§ TASK PROMPT
Could you retype exactly the line containing "Target: sunseeker hellas logo" and every line after it in the data below, leaving out the pictures?

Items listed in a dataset
++++++
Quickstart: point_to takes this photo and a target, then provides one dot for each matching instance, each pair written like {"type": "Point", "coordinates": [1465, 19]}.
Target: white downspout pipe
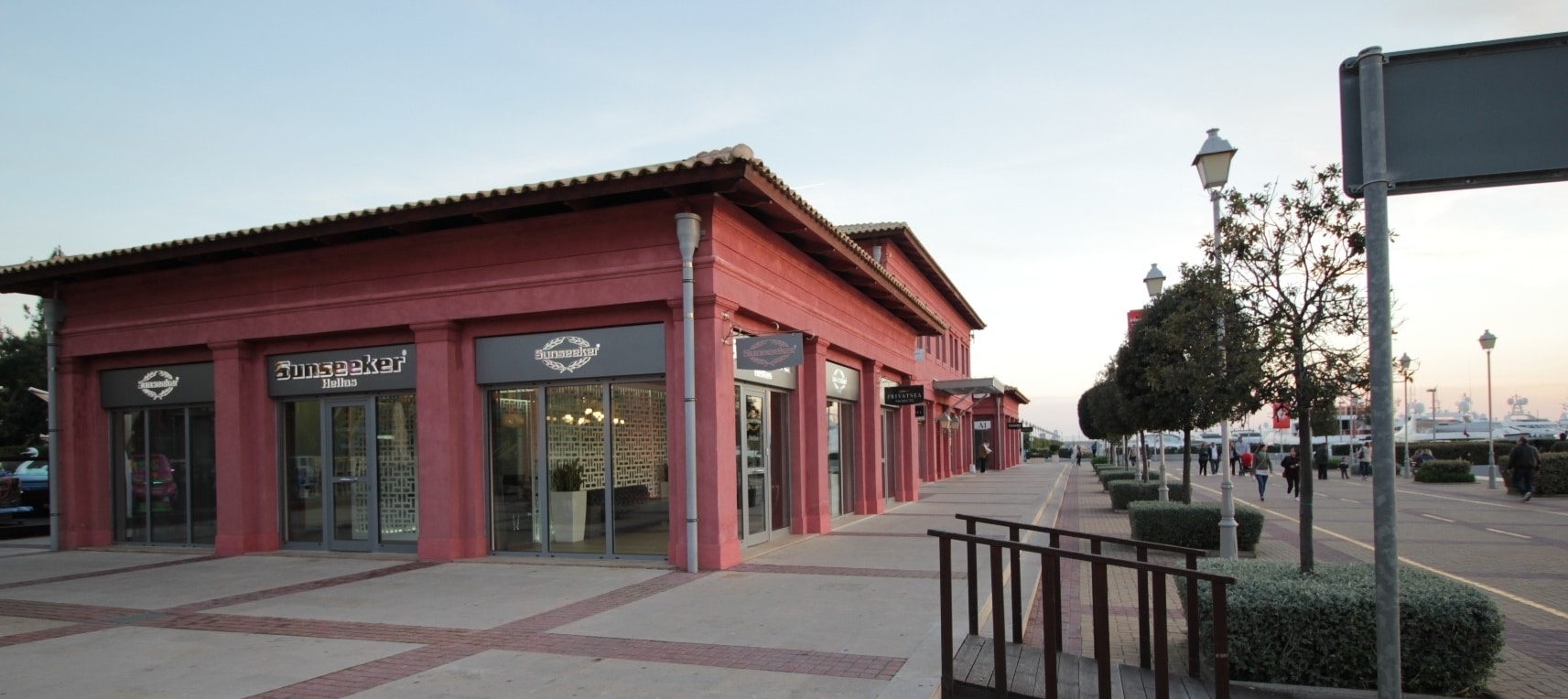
{"type": "Point", "coordinates": [688, 231]}
{"type": "Point", "coordinates": [54, 312]}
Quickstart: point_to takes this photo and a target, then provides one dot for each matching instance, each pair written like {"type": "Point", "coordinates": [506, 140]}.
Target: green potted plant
{"type": "Point", "coordinates": [568, 502]}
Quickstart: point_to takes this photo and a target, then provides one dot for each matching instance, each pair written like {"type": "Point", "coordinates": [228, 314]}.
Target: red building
{"type": "Point", "coordinates": [503, 371]}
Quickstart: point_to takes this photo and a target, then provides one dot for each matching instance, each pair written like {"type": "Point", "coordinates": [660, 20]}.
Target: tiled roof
{"type": "Point", "coordinates": [923, 259]}
{"type": "Point", "coordinates": [33, 273]}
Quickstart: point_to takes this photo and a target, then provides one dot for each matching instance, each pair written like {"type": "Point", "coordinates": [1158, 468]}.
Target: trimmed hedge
{"type": "Point", "coordinates": [1106, 475]}
{"type": "Point", "coordinates": [1446, 472]}
{"type": "Point", "coordinates": [1192, 525]}
{"type": "Point", "coordinates": [1552, 479]}
{"type": "Point", "coordinates": [1123, 492]}
{"type": "Point", "coordinates": [1321, 630]}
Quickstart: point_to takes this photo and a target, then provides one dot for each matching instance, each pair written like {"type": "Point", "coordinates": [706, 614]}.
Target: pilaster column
{"type": "Point", "coordinates": [869, 452]}
{"type": "Point", "coordinates": [809, 441]}
{"type": "Point", "coordinates": [245, 446]}
{"type": "Point", "coordinates": [450, 475]}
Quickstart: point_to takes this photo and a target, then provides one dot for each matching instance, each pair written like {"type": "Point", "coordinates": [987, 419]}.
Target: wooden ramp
{"type": "Point", "coordinates": [1077, 677]}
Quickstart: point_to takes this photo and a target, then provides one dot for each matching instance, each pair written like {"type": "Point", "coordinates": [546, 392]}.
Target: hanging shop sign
{"type": "Point", "coordinates": [571, 354]}
{"type": "Point", "coordinates": [156, 386]}
{"type": "Point", "coordinates": [903, 395]}
{"type": "Point", "coordinates": [769, 353]}
{"type": "Point", "coordinates": [371, 369]}
{"type": "Point", "coordinates": [844, 382]}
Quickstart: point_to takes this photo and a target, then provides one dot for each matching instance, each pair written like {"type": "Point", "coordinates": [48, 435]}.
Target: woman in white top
{"type": "Point", "coordinates": [1262, 468]}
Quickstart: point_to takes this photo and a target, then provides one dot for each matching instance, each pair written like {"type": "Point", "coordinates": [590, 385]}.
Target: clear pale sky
{"type": "Point", "coordinates": [1040, 149]}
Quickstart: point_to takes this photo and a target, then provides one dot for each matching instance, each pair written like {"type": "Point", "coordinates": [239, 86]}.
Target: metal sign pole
{"type": "Point", "coordinates": [1374, 145]}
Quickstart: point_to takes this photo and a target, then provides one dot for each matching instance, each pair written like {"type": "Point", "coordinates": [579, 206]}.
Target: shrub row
{"type": "Point", "coordinates": [1123, 492]}
{"type": "Point", "coordinates": [1321, 630]}
{"type": "Point", "coordinates": [1192, 525]}
{"type": "Point", "coordinates": [1455, 470]}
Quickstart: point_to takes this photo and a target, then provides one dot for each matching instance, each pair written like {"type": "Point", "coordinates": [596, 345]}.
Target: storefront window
{"type": "Point", "coordinates": [514, 466]}
{"type": "Point", "coordinates": [165, 472]}
{"type": "Point", "coordinates": [841, 458]}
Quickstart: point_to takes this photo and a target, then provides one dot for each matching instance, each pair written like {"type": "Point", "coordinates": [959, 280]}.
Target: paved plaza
{"type": "Point", "coordinates": [846, 615]}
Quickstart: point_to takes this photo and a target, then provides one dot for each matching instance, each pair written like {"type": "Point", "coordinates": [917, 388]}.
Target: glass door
{"type": "Point", "coordinates": [350, 483]}
{"type": "Point", "coordinates": [890, 441]}
{"type": "Point", "coordinates": [753, 466]}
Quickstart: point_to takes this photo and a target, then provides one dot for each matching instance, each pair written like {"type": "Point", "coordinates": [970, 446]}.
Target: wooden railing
{"type": "Point", "coordinates": [1152, 607]}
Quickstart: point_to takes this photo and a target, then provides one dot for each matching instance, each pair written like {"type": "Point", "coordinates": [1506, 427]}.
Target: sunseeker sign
{"type": "Point", "coordinates": [342, 371]}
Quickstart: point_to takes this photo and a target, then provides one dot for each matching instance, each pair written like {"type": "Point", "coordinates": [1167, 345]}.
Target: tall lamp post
{"type": "Point", "coordinates": [1156, 283]}
{"type": "Point", "coordinates": [1403, 371]}
{"type": "Point", "coordinates": [1487, 342]}
{"type": "Point", "coordinates": [1214, 168]}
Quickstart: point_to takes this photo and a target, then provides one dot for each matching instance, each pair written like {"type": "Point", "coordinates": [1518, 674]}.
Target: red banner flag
{"type": "Point", "coordinates": [1281, 415]}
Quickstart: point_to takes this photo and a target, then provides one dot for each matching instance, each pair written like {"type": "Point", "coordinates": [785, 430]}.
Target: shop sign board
{"type": "Point", "coordinates": [156, 386]}
{"type": "Point", "coordinates": [769, 353]}
{"type": "Point", "coordinates": [358, 371]}
{"type": "Point", "coordinates": [571, 354]}
{"type": "Point", "coordinates": [903, 395]}
{"type": "Point", "coordinates": [1464, 116]}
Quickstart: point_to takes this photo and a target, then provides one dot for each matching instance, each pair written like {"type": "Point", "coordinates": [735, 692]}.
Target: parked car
{"type": "Point", "coordinates": [33, 481]}
{"type": "Point", "coordinates": [11, 496]}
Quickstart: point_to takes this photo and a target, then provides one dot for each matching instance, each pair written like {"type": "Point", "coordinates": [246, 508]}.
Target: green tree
{"type": "Point", "coordinates": [22, 415]}
{"type": "Point", "coordinates": [1173, 371]}
{"type": "Point", "coordinates": [1297, 261]}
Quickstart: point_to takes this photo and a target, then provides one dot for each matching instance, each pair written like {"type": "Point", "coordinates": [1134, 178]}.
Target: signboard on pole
{"type": "Point", "coordinates": [1465, 116]}
{"type": "Point", "coordinates": [903, 395]}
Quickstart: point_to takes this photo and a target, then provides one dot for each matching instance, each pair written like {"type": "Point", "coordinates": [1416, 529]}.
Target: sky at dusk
{"type": "Point", "coordinates": [1038, 149]}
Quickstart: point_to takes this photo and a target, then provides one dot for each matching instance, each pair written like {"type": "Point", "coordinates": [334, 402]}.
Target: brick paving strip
{"type": "Point", "coordinates": [441, 646]}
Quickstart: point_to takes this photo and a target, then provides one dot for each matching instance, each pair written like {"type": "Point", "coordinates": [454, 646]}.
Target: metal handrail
{"type": "Point", "coordinates": [1141, 551]}
{"type": "Point", "coordinates": [1051, 560]}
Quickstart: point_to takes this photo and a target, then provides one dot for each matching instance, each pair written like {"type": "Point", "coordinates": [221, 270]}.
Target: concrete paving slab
{"type": "Point", "coordinates": [135, 661]}
{"type": "Point", "coordinates": [21, 624]}
{"type": "Point", "coordinates": [538, 676]}
{"type": "Point", "coordinates": [452, 596]}
{"type": "Point", "coordinates": [830, 613]}
{"type": "Point", "coordinates": [860, 552]}
{"type": "Point", "coordinates": [43, 566]}
{"type": "Point", "coordinates": [198, 582]}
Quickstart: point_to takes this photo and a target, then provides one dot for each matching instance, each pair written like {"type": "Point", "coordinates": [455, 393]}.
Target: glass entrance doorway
{"type": "Point", "coordinates": [761, 463]}
{"type": "Point", "coordinates": [350, 470]}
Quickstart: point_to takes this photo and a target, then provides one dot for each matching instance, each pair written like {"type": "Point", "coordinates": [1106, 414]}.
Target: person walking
{"type": "Point", "coordinates": [1291, 468]}
{"type": "Point", "coordinates": [1261, 469]}
{"type": "Point", "coordinates": [1523, 463]}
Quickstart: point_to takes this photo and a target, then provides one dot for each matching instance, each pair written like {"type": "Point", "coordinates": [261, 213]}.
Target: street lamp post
{"type": "Point", "coordinates": [1156, 283]}
{"type": "Point", "coordinates": [1487, 342]}
{"type": "Point", "coordinates": [1214, 169]}
{"type": "Point", "coordinates": [1403, 371]}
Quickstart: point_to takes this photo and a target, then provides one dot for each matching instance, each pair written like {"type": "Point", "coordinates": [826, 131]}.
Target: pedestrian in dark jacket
{"type": "Point", "coordinates": [1523, 463]}
{"type": "Point", "coordinates": [1292, 474]}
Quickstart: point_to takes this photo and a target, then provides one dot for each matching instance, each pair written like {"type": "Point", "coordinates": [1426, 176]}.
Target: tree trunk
{"type": "Point", "coordinates": [1185, 463]}
{"type": "Point", "coordinates": [1303, 406]}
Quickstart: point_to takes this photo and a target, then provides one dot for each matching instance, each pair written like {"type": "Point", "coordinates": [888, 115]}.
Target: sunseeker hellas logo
{"type": "Point", "coordinates": [157, 384]}
{"type": "Point", "coordinates": [580, 353]}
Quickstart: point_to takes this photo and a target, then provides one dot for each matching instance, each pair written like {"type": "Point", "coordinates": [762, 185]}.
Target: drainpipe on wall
{"type": "Point", "coordinates": [54, 312]}
{"type": "Point", "coordinates": [688, 232]}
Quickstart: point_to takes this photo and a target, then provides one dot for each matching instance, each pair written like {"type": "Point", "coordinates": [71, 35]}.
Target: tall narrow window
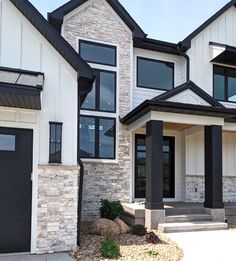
++++++
§ WRITTEN REPLY
Target: sunseeker hellas logo
{"type": "Point", "coordinates": [157, 384]}
{"type": "Point", "coordinates": [580, 353]}
Quickstart: point_to takes this photo and a target, then provides one dot for each matching instance, each pair written like {"type": "Point", "coordinates": [762, 185]}.
Target: drainpipe on wall
{"type": "Point", "coordinates": [54, 312]}
{"type": "Point", "coordinates": [688, 232]}
Quickstart: point_to takes this photo and a target, then provides one dot for each matching instance, each pair written like {"type": "Point", "coordinates": [71, 35]}.
Target: tall narrow window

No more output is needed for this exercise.